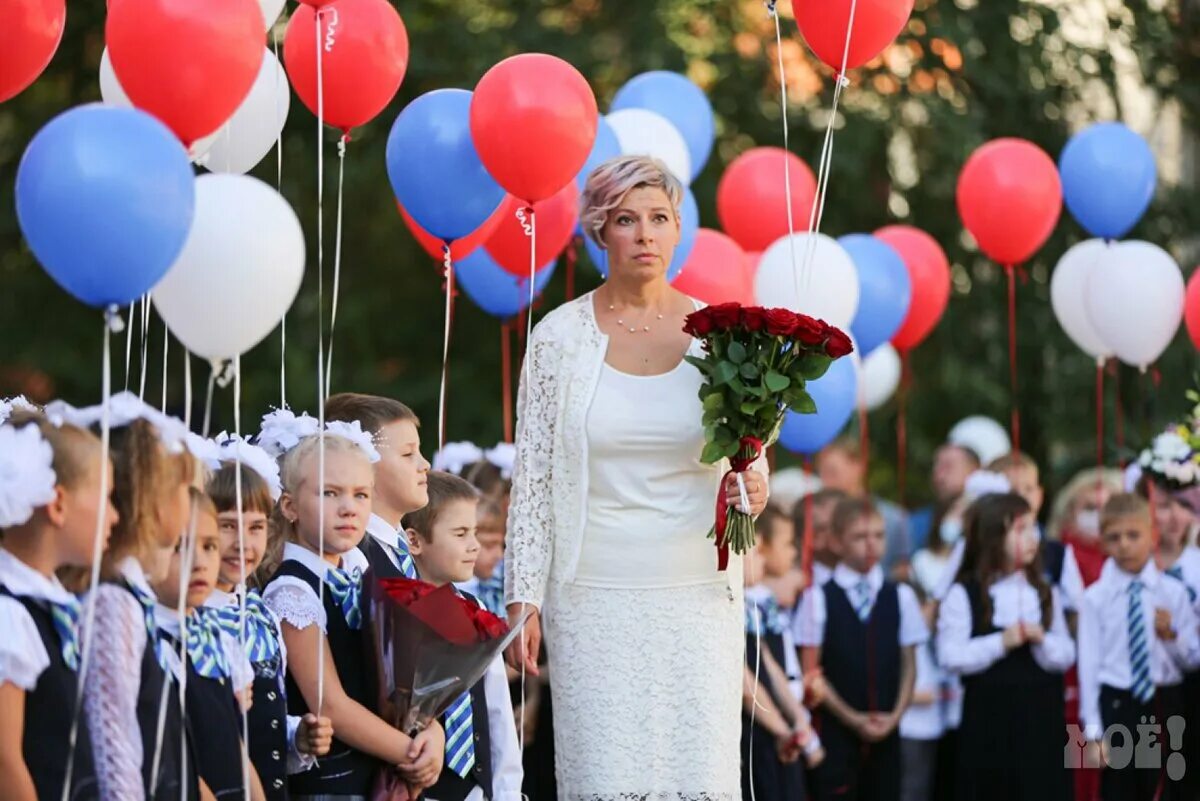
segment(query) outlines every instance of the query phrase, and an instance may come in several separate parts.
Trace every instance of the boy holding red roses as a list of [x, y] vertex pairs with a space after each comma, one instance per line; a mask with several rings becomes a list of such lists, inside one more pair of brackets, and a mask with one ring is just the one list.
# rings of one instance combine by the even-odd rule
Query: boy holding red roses
[[[404, 515], [401, 521], [417, 573], [423, 581], [439, 587], [468, 581], [480, 550], [475, 536], [479, 491], [458, 476], [438, 471], [429, 473], [428, 490], [428, 505]], [[489, 618], [503, 626], [491, 615], [481, 615], [478, 625]], [[501, 633], [481, 632], [488, 638]], [[443, 724], [445, 767], [437, 784], [423, 797], [427, 801], [482, 801], [485, 797], [517, 801], [521, 795], [521, 749], [500, 656], [471, 692], [451, 705]]]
· · · ·
(EXERCISE INSTRUCTIONS):
Exact copies of the lines from the one holding "# rings of one" through the last line above, and only those, make up the answer.

(ANSWER FOR THE TASK):
# rings of one instance combine by the even-odd rule
Query: boy holding red roses
[[[404, 515], [401, 521], [417, 573], [423, 581], [439, 587], [468, 581], [480, 550], [475, 536], [479, 491], [458, 476], [438, 471], [429, 473], [428, 490], [428, 505]], [[489, 618], [503, 626], [491, 615], [481, 615], [478, 625]], [[501, 633], [481, 632], [488, 638]], [[443, 724], [445, 767], [437, 784], [423, 797], [427, 801], [482, 801], [485, 797], [517, 801], [521, 795], [521, 749], [500, 656], [471, 692], [451, 705]]]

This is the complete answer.